Task set:
(1) According to the article on the South Dallas documentary, why were floods routine in Bonton and Ideal?
(2) From the article on the South Dallas documentary, return the passage from "Author : TANVI MISR @Tanvim" to "a different way.", copied word for word.
(3) Answer these questions using the article on the South Dallas documentary:
(a) What training does the film's director, Craig Weflen, have?
(b) What are the two historically black South Dallas locales that give the film its name?
(c) Who is the local historian quoted in the film?

Text provided:
--------

Author : TANVI MISR @Tanvim

Jim Crow segregation. Discriminatory housing policies. Racial violence. These are inescapable elements of America’s urban history. In every city, it’s the same story, manifesting in a different way.

A new documentary explores how these forces shaped South Dallas, which still faces economic and social disparities compared to the city’s North. “It’s the history of Dallas, and you want to have an appreciation for the city that you live in beyond this rosy history that everyone knows and talks about,” Craig Weflen, the film’s director and a trained architect, told Art and Seek magazine. “It’s important that we recognize these things that have happened in our city as we look forward to building a better Dallas.”

The film, Bonton + Ideal, is named after two historically black South Dallas locales. In it, residents of these neighborhoods recount what it was like growing up in rickety housing, without amenities like running water, electricity, playgrounds, good schools, and public services. These residences were built on the Trinity River flood plain, which means that floods were routine. “South Dallas was sand. When the wind blew, it would leave a hole in the road. When it would rain, that hole would fill up with water,” Willard Dotson, who lived in the area, says in the film. “When it rained hard, Bexar Street looked like a river.”

The black families who lived in Bonton and Ideal were physically fenced off from the rest of the city—and economically isolated, as well. If they tried to move out to other, better neighborhoods, they were terrorized. “As blacks started to come home from the [World Wars], they didn’t want to live in the ghetto anymore,” local historian Donald Payton says in the film. “Over in South Dallas, people would buy houses and the next night somebody would throw dynamite into their house and blow up their house—bringing the fear.” Even their children weren’t spared, Payton adds. In one incident, a hostile crowd attacked a South Dallas school bus with bottles, and rocked it so hard that kids inside had to lay down on the floor of the bus.

“It wasn’t explosive bombs, but it was … symbolism,” he says. As a result, more and more families moved back to Bonton. Sometimes, locals called the neighborhood “Bomb town”—a reference to the violence that forced them to return.

--------

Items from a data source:
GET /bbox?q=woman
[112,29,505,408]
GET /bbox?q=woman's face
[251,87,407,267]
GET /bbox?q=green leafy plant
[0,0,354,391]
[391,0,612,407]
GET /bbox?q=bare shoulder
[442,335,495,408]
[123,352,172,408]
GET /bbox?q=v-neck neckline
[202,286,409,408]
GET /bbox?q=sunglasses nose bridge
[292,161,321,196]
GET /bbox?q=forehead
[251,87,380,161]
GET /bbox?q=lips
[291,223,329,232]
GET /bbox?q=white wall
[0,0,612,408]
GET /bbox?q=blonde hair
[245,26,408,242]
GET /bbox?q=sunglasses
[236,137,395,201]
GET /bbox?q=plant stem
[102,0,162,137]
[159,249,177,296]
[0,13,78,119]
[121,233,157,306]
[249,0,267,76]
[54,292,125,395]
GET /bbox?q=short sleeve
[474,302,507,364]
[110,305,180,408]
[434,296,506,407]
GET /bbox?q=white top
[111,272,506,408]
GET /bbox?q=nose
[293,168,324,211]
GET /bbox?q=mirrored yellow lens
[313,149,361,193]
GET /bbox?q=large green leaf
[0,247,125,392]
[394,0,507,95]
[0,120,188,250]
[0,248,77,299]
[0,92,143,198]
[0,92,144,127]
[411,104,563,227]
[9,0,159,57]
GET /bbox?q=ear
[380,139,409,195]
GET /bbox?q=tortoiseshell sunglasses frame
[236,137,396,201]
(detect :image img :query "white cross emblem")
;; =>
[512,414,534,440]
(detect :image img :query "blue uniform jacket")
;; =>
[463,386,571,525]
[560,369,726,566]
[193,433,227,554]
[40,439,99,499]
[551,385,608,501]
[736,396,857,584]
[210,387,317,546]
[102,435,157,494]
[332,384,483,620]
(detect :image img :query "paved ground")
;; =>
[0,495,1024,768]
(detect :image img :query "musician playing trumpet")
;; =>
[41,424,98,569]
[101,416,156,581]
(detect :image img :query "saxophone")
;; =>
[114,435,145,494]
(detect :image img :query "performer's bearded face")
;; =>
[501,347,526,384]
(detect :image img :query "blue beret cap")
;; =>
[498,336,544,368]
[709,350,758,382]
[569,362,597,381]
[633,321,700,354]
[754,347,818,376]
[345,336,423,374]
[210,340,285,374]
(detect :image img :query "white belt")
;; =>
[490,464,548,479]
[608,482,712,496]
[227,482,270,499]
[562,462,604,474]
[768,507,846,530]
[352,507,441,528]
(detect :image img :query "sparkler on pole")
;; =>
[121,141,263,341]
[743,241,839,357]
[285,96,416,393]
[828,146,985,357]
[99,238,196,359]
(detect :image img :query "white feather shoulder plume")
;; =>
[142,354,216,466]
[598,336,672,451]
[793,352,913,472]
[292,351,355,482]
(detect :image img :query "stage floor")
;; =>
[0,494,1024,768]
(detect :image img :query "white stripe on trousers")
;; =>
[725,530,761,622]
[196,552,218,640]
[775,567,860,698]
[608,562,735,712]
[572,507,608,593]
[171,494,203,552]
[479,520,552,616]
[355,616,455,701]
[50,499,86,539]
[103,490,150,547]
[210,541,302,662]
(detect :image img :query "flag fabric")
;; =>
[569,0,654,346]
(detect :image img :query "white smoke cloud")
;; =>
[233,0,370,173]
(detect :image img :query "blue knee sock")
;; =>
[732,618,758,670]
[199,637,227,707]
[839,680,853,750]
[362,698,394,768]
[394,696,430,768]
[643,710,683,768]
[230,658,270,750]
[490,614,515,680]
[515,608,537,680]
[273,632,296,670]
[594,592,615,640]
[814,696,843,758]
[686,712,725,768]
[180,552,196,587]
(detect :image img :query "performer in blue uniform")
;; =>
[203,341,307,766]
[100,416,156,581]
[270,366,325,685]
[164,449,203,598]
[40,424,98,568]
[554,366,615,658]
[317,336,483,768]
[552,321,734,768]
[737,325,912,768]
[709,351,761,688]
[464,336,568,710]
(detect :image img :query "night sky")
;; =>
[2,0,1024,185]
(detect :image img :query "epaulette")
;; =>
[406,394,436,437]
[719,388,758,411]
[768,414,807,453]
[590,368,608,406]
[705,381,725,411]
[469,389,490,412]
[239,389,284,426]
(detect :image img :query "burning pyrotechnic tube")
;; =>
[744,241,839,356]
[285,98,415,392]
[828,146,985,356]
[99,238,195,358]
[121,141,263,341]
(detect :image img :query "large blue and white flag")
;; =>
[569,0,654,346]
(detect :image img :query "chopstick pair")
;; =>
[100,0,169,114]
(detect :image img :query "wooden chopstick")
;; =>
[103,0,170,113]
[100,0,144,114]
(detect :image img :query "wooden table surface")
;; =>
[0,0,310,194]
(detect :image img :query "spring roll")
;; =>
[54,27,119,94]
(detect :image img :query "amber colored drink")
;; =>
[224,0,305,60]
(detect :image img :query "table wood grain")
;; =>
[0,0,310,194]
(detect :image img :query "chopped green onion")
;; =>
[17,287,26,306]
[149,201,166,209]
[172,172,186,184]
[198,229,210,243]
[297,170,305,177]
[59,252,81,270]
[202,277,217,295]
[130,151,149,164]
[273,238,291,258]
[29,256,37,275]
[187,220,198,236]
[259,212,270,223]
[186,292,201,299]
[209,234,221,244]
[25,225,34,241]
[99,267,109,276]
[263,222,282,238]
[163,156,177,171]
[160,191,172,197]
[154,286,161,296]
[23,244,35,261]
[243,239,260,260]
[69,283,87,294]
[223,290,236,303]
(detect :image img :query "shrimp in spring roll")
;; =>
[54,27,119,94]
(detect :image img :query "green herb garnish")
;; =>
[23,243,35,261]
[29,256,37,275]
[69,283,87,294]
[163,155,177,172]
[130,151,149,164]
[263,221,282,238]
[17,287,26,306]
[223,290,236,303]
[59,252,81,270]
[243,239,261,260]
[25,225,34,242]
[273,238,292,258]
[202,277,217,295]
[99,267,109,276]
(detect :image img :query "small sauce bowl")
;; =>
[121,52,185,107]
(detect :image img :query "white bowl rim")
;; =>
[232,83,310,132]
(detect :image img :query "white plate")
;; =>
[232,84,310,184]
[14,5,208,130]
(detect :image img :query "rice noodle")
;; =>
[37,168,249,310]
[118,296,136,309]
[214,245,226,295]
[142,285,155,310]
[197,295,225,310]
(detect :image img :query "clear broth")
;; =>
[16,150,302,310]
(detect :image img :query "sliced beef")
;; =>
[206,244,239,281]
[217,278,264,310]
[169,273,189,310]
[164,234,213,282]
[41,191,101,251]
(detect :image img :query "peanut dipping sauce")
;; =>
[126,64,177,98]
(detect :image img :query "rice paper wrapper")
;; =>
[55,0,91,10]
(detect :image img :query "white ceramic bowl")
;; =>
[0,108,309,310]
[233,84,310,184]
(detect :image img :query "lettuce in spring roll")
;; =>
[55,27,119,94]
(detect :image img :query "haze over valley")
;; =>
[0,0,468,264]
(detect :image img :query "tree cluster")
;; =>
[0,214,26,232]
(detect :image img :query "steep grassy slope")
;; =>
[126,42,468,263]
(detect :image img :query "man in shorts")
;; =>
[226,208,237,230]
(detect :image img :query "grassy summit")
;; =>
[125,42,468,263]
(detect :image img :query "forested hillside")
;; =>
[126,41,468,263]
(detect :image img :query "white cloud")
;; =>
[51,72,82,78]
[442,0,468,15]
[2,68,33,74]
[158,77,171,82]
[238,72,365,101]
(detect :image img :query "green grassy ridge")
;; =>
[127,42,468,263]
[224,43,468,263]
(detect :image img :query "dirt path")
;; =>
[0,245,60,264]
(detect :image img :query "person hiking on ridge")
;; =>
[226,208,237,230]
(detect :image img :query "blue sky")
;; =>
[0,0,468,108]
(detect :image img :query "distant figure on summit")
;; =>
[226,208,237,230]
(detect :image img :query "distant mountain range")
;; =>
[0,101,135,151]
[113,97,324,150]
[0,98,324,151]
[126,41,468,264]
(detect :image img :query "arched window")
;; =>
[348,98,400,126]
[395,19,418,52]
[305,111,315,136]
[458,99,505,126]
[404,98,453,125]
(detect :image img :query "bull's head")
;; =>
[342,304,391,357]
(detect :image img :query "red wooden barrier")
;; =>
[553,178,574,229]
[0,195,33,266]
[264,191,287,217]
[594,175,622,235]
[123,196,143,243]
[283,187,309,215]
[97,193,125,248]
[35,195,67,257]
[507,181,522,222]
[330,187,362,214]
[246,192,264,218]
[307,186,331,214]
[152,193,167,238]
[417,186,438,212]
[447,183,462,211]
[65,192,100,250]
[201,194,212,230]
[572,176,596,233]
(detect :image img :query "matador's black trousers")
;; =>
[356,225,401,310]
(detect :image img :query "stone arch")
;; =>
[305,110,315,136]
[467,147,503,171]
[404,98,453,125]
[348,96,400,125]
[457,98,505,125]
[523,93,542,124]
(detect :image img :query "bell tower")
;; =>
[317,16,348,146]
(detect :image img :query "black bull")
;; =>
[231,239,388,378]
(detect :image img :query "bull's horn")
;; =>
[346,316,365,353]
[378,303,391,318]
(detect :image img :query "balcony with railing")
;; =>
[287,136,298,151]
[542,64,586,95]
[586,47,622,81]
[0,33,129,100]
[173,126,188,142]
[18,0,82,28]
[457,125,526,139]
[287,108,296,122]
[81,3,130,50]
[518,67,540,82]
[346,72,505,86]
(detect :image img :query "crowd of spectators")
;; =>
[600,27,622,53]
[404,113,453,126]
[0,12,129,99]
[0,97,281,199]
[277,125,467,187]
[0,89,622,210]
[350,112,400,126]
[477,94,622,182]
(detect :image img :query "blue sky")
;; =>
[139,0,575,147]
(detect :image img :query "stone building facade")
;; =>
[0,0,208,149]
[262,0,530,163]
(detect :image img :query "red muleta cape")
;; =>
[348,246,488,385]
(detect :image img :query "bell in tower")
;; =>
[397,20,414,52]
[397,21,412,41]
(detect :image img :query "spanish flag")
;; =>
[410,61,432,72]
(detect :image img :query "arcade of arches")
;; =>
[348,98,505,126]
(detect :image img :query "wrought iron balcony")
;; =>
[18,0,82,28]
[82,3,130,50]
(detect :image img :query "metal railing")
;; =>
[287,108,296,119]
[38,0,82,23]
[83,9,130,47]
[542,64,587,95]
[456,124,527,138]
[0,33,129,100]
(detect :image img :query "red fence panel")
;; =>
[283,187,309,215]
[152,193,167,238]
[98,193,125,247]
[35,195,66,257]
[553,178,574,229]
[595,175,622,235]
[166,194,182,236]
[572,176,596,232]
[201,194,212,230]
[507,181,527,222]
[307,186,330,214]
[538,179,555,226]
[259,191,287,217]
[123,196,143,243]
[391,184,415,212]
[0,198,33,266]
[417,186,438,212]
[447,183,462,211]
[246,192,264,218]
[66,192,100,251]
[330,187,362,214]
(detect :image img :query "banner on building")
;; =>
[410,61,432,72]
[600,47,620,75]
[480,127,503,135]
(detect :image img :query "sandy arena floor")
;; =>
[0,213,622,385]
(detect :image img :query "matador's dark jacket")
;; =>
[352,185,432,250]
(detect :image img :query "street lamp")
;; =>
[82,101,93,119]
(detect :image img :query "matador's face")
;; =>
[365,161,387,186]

--------

Solutions in order:
(1) The residences in Bonton and Ideal were built on the Trinity River flood plain, so floods were routine.

(2)
Author : TANVI MISR @Tanvim

Jim Crow segregation. Discriminatory housing policies. Racial violence. These are inescapable elements of America’s urban history. In every city, it’s the same story, manifesting in a different way.

(3)
(a) He is a trained architect.
(b) Bonton and Ideal.
(c) Donald Payton.